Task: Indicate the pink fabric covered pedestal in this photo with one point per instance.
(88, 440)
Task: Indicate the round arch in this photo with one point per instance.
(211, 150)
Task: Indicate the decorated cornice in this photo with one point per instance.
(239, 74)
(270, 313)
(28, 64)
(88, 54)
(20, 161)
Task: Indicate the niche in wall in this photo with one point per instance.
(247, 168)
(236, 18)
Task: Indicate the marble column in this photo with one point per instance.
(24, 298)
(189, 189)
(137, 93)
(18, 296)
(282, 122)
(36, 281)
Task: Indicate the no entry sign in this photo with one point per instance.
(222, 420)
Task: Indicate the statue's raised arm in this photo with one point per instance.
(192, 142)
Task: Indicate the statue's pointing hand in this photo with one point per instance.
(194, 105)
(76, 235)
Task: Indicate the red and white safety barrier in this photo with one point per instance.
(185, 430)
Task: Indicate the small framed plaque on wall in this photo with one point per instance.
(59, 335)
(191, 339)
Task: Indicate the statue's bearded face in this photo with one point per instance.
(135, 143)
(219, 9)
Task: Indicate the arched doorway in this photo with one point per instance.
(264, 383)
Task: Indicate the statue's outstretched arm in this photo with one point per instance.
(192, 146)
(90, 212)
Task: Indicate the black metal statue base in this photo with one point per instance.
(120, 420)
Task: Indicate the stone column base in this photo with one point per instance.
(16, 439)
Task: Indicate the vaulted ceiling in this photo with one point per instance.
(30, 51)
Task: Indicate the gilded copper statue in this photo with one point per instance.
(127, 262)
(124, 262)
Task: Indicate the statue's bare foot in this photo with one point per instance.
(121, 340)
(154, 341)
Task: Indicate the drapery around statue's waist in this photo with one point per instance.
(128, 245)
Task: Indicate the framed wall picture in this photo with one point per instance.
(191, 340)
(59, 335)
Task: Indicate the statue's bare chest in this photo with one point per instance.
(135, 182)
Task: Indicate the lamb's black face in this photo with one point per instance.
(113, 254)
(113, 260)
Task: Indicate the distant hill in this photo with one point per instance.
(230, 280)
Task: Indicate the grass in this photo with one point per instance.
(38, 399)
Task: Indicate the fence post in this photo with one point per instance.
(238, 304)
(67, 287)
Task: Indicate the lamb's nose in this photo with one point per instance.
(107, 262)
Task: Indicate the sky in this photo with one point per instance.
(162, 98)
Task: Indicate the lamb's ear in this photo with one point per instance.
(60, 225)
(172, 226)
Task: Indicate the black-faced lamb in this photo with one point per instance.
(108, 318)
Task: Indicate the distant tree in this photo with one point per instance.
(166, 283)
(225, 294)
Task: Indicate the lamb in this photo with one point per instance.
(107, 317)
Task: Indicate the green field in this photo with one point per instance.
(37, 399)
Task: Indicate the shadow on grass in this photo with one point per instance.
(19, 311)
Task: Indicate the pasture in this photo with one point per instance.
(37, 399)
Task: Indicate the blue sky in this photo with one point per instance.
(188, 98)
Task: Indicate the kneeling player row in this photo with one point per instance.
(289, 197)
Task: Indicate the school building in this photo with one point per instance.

________________________________________

Copy the stretch from the line containing "Task: Indicate the lamb's ear" through the end of the lines, replacing "Indicate" with "Mark" throughout and leaving all else unchanged.

§ Response to the exercise:
Task: Mark the lamb's ear in this photo with one point per instance.
(60, 225)
(172, 226)
Task: Mark the black-faced lamb in this photo with one point per instance.
(108, 318)
Task: Mark the distant tree in this photo with one point per instance.
(166, 283)
(225, 294)
Task: Mark the lamb in this photo with one point per instance.
(107, 317)
Task: Mark the green field in this photo with one point per instance.
(37, 399)
Task: Mark the shadow on grass in this photo with one point per instance.
(19, 311)
Task: Mark the pasture in this photo with one point per instance.
(37, 399)
Task: Mark the blue sky in this photo with one point per instance.
(188, 98)
Task: Mark the kneeling player row in this photo with one point per instance.
(289, 197)
Task: Mark the school building in this photo with one point per instance.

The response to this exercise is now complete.